*** Opening TEXT SEGMENT ***
Asia-Pacific, Headlines, Human Rights

BANGLADESH: Pro-Islamic Groups Hound Writer Taslima Nasreen

Tabibul Islam

DHAKA, Sep 21 1998 (IPS) - Furious fundamentalists in Bangladesh are hounding controversial writer Taslima Nasreen, who slipped incognito into the country last week, despite a ‘fatwa’ against her for blasphemy.

Nasreen’s return after four years of self-exile in the West made headlines here, but it triggered a wave of street protests by various right-wing religious groups which are demanding her immediate arrest and execution.

Leaders of pro-Islamic groups like the Jammat-e-Islami, Islamic Constitution Movement, Islamic Unity Movement and Inquilab Ulema Council have in separate statements warned the government of serious consequences if it gave her protection.

Speakers at protest rallies in the capital and elsewhere said Nasreen was a “sinner” and “renegade” and reminded people that the ‘fatwa’ has put a price on her head.

The writer, herself, is in hiding. The police and officials say they have no knowledge of her whereabouts since she entered the country on Sep. 14, in a ‘burqa’ or veil with her parents who had gone to New York for medical treatment.

Newspapers are reporting speculative stories of her whereabouts, and a report quoting a family friend said the writer would fly back to New York by month-end. “She has no intention of staying in Bangladesh,” the unidentified friend added.

A medical graduate-turned-writer, Nasreen shot into the public glare for writing against social injustices, male chauvinism, discrimination against women, bigotry of Muslim fanatics and so on. She ruthlessly and openly attacked religious fundamentalists for suppressing and oppressing women particularly.

Her book ‘Lajja’ (shame), written in the aftermath of Muslim- Hindu riots in the country in 1992-93, sparked further controversy. The book written in Bangla is an account of the travails of a minority Hindu family who are harassed by fundamentalists and forced to migrate to India.

But it ensured her popularity outside Bangladesh, with the publishing house Penguin India translating ‘Lajja’ in the English-language.

But her comments in an interview in the wake of ‘lajja’ to an Indian newspaper, ‘The Statesman’ in which she said the Quran, Bible and Vedas were “outdated” and “obsolete” snowballed into a crisis in Bangladesh.

In the face of violent protest and accused of blasphemy, Nasreen first denied having made the comments and then retracted her statement but that did not stop the fundamentalist outcry and campaign for heresy.

Muslim clerics who issued a ‘fatwa’ said her execution would be a befitting reply to her for questioning the validity of the Quran, which Muslims consider the word of Allah as revealed to the Prophet Mohammad.

Forced by the countrywide protests, the then government led by the Bangladesh National Party (BNP) issued an arrest warrant for Nasreen on charge of blasphemy against Islam. Realising the risk to her life, the writer went into hiding, surrendering later before the high court where she secured bail.
*** Closing TEXT SEGMENT ***
*** Opening RAW DATA ***
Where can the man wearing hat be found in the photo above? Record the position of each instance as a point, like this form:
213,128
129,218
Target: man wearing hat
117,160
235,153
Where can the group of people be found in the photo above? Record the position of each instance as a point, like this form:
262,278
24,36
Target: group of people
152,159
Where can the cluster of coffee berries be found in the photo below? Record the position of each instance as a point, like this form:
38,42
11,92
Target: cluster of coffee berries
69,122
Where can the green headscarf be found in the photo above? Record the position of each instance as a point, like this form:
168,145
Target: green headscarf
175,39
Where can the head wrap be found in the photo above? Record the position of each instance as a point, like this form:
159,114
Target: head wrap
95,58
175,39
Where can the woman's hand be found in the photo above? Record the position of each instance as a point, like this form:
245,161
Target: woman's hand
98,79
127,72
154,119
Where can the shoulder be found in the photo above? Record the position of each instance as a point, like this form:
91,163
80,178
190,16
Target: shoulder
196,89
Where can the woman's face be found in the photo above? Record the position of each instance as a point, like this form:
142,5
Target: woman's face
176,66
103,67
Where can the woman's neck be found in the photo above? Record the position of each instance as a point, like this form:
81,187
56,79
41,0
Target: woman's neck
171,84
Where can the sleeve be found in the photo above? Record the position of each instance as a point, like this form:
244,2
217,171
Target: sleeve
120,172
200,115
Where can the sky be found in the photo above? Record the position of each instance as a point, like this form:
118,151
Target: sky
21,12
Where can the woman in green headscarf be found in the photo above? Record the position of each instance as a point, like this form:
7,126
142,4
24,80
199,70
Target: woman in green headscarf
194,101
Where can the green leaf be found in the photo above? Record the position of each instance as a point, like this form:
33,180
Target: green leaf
*** Closing RAW DATA ***
THINGS TO DO —
#1 In the Taslima Nasreen report, on what date did she enter Bangladesh?
#2 In the Taslima Nasreen report, shorten the paragraph beginning "Her book 'Lajja' (shame)" into a list of its main facts.
#3 Carry on the Taslima Nasreen report from its final sentence.
The material has no connection to the Taslima Nasreen report.

REPLIES —
#1 Sep. 14

#2
- 'Lajja' (shame) was written in Bangla after the 1992-93 Muslim-Hindu riots in Bangladesh.
- It caused further controversy.
- It tells of a minority Hindu family harassed by fundamentalists and forced to migrate to India.

#3
To escape the wrath of the fundamentalists, she fled Bangladesh in August 1994 and sought asylum in Sweden, from where she moved to Germany and stayed in France, Norway and most recently in the United States.

According to legal experts, there is no bar on her staying in Bangladesh. But legally, she could be tried in the 1994 blasphemy case, which religious fundamentalists here are demanding.

However, many young readers support Nasreen for her blunt comments on social injustices in her writings, for her outspoken and aggressive views on sexuality and religion.

Nasreen is not the first person to flee the country under threat from fundamentalists. Daud Haider, a promising poet and journalist had to quit the country in 1973 in the face of violent agitation by the fundamentalists for his what was alleged defamatory comment against the prophet in one of his poems.

Haider now lives in exile in Germany, but contributes articles on various national and international issues to several dailies in Dhaka.

In 1993, the government banned ‘Nari’ (women), a book by Prof. Humayun Azad of Dhaka University, in which he dealt with the subordinate and subservient position of women in Islam, for fear of religious protests.

Fundamentalist forces in Bangladesh have been quick to seize every chance of raising the voice of intolerance in the country, even during the country’s bloody liberation war. While thousands of innocent people were massacred by the Pakistani army and women raped, the ‘mullahs’ or clerics had sided with Pakistan.

Again in the early 1990s, the mullahs targetted Bangladesh’s well-known non-governmental organisations in the villages, attacking volunteers and people for seeking to improve the lives of the poor, specially women.

Nasreen’s novels are uncompromisingly critical of the Islamic right, who now want to silence the critic.